■ GOAL OF THE EXERCISE
Every line of the data below should be printed exactly. Nothing may be dropped.
******
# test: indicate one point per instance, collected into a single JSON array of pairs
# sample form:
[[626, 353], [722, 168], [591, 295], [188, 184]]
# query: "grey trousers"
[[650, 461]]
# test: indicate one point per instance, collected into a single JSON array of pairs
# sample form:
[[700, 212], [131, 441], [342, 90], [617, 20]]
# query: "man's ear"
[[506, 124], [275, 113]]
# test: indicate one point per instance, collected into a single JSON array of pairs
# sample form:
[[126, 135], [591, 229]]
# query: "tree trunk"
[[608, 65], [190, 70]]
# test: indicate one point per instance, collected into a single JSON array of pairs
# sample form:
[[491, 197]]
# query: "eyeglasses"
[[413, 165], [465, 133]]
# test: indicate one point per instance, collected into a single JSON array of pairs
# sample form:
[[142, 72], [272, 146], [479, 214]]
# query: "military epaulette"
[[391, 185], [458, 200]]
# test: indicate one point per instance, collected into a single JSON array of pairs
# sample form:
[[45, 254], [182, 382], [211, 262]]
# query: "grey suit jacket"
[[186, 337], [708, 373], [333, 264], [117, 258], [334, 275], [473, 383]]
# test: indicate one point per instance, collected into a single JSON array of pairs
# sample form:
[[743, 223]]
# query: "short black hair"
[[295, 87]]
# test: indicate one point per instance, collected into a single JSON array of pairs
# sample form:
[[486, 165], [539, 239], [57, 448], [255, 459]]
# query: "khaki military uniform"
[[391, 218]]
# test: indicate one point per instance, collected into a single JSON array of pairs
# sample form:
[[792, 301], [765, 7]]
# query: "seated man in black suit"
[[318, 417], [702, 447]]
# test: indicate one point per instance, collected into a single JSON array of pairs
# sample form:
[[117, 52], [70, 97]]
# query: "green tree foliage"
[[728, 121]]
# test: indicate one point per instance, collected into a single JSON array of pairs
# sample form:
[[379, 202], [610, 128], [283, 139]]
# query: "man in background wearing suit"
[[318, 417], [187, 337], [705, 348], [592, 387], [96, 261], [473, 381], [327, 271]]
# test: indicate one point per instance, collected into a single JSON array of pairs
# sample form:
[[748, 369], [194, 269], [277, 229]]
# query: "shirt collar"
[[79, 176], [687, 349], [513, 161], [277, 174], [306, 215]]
******
■ TASK OUTPUT
# test: indicate one point per instance, collected into a single JSON array of pairs
# sample form:
[[626, 353], [722, 168], [591, 295], [188, 184]]
# query: "grey trousers"
[[650, 461]]
# test: indicate one point per instance, collected into a single JSON array of pairs
# sample form:
[[700, 212], [131, 441], [342, 90], [617, 20]]
# query: "man's ear"
[[506, 124], [275, 113]]
# test: indicate one point per instance, collected into a single JSON array of pairs
# sample form:
[[126, 135], [591, 229]]
# query: "tree trunk"
[[608, 65], [190, 70]]
# test: indicate one point per instance, collected into a single JSON array of pairs
# sample form:
[[491, 197]]
# query: "eyeglasses"
[[413, 165], [465, 133]]
# test: indicate one point per instance, collected into a single JSON array of pairs
# sample form:
[[142, 72], [272, 146], [479, 214]]
# query: "military epaulette"
[[391, 185], [458, 200]]
# test: indicate one point per instance, collected into a single JSON array of pairs
# sample form:
[[45, 254], [182, 382], [211, 262]]
# query: "grey suit jacket"
[[186, 337], [708, 373], [333, 264], [117, 258], [334, 275], [473, 383]]
# test: indicate one point per instance, collected into a single JSON array of pairs
# sample form:
[[743, 223]]
# query: "short black hair"
[[295, 87]]
# test: indicate one point per instance, collected into a single JSON array of pairs
# sample form:
[[486, 165], [539, 239], [57, 448], [255, 459]]
# query: "khaki military uniform"
[[391, 218]]
# test: indicate one point per instance, collected into a single JSON array of pairs
# sample form:
[[792, 301], [765, 7]]
# query: "seated man in black suit"
[[318, 417], [702, 447]]
# test: indicate one point per instance, collected into a single JSON array of pairs
# sample form:
[[117, 52], [70, 97]]
# query: "green tree foliage"
[[728, 121]]
# test: indicate one point per instance, collected into a single JSON array of pairs
# sample form:
[[379, 202], [610, 128], [283, 139]]
# query: "man in background wearing suit"
[[318, 417], [187, 337], [705, 348], [592, 387], [96, 261], [473, 381], [327, 271]]
# test: indicate one point per instance, collected into a single JSON array of pairs
# sample form:
[[748, 369], [194, 269], [277, 229]]
# query: "shirt collar"
[[79, 176], [687, 349], [513, 161], [277, 174], [306, 215]]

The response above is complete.